═══ EXCERPT ═══

As shown in Table4 and Figure3, 8-week high salt diet fed group showed a significant increase in plasma sodium level (156.27 ± 2.8 vs. 137.16 ± 8.14, P < 0.05) accompanied by a significant decrease in plasma aldosterone level (37.04 ± 3.23 vs. 53.97 ± 1.46, P < 0.005) compared to control group. However, plasma potassium level showed insignificant rise in the 8-week high salt diet fed group compared to the control group (4.39 ± 0.33 vs. 4.05 ± 0.09).
Table 4.
Control group (n = 10) | 8-week high salt diet Fed group (n = 10) | |
---|---|---|
Plasma Na+ (mEq/L) | 137.16 ± 8.14 | 156.27 ± 2.8 |
P | <0.05 | |
Plasma K+ (mEq/L) | 4.05 ± 0.09 | 4.39 ± 0.33 |
P | NS | |
Plasma Aldosterone (ng/mL) | 53.97 ± 1.46 | 37.04 ± 3.23 |
P | <0.005 |
P: Significance by LSD at P < 0.05 from control group.
In addition, plasma TGF-β1 and IL6 were significantly elevated in 8-week high salt fed group compared to control group (24.56 ± 5.4 vs. 8.41 ± 0.7, P < 0.02; 172.37 ± 9.91 vs. 68.44 ± 3.64, P < 0.001, respectively), as shown in Table5 and Figure3.
Table 5.
Control group (n = 10) | 8-week high salt diet Fed group (n = 10) | |
---|---|---|
Plasma TGF-β1 (ng/mL) | 8.41 ± 0.7 | 24.56 ± 5.4 |
P | <0.02 | |
Plasma IL6 (pg/mL) | 68.44 ± 3.64 | 172.37 ± 9.91 |
P | <0.001 |
P: Significance by LSD at P < 0.05 from control group.
Histological results
As shown in Figure4, rat pancreas of control group showed normal arrangement of acini with basal basophilia and apical acidophilia with small-sized interlobular duct contains homogenous pink-staining protein-rich pancreatic juice, as well as normal configuration of islets of Langerhans (4a, H&E X200).
Pancreas of 8-week high salt diet fed group showed distortion of normal acinar lobular arrangement which appeared deeply basophilic with pyknotic nuclei and less acidophilic secretion and widened interlobular duct (4b&c, H&E x200), also, islet of Langerhans was degenerated and atrophied (4b, H&E x200). In addition, pancreas of 8-week high salt diet fed group showed expanded fibrous tissue into the lobules affecting acinar arrangement and causing fusion of islets of Langerhans (4c, H&E x400). Moreover, there were some acini entrapped inside the newly formed fibrous tissues together with distorted islets of Langerhans (4d, H&E x400).
As shown in Figure5, immunohistochemical identification of insulin and glucagon revealed that 8-week high salt diet resulted in less positive reaction and decreased β cell size in islets of Langerhans (5b X400) compared to control group (5a X400), also, α cell size in degenerated islets of Langerhans was decreased and showed less positive staining in 8-week high salt diet fed group (5d X400) compared to control group (5c X400).
Pancreatic histopathological examination with Mallory staining showed that 8-week high salt diet fed group caused increased fibrous tissue distorting acinar arrangement (5f X400) compared to control group (5e X400) that had normal acinar arrangement.

═══ STUDY MATERIAL ═══

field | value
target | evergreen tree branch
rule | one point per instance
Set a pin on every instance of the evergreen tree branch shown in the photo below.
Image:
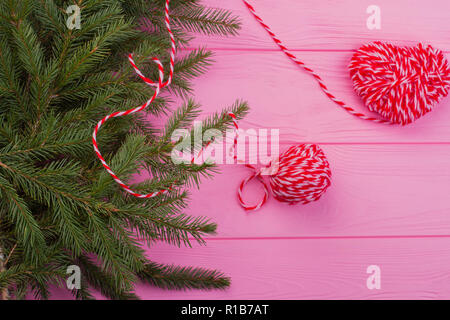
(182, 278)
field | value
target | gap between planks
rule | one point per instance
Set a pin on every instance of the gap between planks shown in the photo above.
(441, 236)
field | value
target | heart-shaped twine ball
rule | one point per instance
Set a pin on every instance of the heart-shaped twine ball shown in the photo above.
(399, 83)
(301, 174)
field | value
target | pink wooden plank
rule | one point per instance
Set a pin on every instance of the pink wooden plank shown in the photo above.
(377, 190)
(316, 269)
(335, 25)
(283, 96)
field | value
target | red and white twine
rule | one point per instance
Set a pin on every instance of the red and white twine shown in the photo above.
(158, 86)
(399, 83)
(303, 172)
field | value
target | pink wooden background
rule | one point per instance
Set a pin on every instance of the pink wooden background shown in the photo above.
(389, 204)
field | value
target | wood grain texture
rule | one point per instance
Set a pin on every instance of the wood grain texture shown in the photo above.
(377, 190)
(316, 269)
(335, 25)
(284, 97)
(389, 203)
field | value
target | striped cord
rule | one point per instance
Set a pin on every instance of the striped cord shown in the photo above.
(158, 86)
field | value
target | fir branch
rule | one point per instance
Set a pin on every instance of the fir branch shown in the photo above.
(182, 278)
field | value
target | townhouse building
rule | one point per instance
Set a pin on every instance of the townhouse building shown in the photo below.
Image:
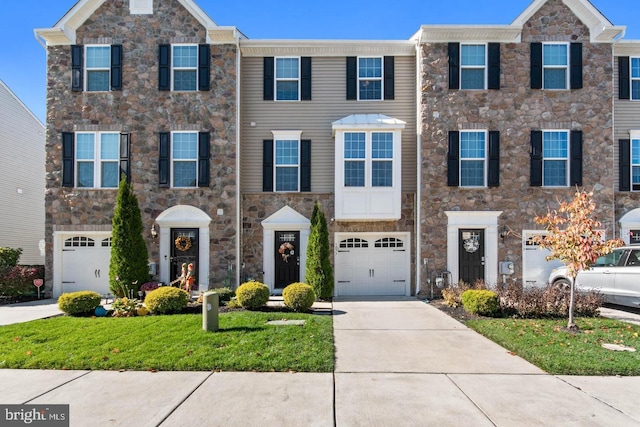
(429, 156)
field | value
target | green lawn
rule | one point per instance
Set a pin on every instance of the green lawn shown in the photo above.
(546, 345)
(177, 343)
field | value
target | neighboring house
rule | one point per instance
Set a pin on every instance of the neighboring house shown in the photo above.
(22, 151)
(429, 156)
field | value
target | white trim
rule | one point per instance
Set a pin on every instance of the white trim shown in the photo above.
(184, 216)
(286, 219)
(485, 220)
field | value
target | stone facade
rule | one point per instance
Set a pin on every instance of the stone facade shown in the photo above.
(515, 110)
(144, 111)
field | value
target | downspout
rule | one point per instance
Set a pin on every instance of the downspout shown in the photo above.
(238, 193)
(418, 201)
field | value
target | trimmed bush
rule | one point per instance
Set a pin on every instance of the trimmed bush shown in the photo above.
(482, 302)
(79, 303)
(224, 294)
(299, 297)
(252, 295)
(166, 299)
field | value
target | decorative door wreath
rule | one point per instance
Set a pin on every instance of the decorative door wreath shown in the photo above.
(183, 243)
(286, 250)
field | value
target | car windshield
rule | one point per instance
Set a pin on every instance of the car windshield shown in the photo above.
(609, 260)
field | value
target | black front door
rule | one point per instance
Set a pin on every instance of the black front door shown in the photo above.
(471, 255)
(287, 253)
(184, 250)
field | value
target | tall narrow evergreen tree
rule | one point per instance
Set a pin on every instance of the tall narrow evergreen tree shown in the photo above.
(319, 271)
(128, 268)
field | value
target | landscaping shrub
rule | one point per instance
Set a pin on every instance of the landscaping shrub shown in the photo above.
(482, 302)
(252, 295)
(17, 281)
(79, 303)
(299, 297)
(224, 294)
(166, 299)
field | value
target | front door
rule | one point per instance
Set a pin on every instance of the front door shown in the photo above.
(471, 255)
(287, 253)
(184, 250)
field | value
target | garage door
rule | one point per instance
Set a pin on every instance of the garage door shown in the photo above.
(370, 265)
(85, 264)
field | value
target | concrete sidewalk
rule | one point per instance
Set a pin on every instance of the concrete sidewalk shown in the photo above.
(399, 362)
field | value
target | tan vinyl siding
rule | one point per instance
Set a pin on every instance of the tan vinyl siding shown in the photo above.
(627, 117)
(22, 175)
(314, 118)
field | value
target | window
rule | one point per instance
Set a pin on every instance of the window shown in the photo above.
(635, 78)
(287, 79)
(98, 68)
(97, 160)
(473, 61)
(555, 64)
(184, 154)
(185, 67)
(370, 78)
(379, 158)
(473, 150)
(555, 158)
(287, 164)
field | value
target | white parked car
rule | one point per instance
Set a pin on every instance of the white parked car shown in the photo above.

═══
═══ STUDY MATERIAL ═══

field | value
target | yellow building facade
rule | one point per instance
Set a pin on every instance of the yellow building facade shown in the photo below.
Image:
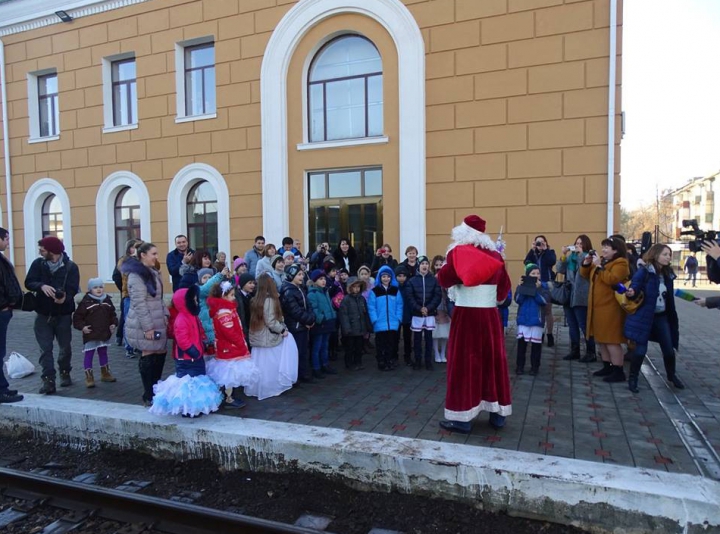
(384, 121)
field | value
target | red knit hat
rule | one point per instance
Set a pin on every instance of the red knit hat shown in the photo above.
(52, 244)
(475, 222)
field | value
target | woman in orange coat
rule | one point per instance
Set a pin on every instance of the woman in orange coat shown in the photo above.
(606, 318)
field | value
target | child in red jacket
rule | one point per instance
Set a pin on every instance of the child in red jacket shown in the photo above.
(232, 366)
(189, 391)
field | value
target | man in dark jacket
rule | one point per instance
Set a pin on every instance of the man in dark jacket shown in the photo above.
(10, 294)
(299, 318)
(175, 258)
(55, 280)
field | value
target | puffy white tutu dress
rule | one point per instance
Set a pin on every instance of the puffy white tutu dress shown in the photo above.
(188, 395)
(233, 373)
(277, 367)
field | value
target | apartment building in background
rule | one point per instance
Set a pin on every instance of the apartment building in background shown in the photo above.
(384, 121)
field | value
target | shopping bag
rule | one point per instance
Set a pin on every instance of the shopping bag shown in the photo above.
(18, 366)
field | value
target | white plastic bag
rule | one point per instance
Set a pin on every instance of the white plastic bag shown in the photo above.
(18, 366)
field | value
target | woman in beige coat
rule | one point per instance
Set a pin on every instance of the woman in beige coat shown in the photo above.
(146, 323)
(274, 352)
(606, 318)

═══

■ WHAT IS BEING ASKED
In the results on the 8-week high salt diet, what plasma aldosterone level was reported for the high salt diet fed group, and how did it compare with the control group?

■ EXERCISE OUTPUT
37.04 ± 3.23 ng/mL, a significant decrease from the control group's 53.97 ± 1.46 ng/mL (P < 0.005).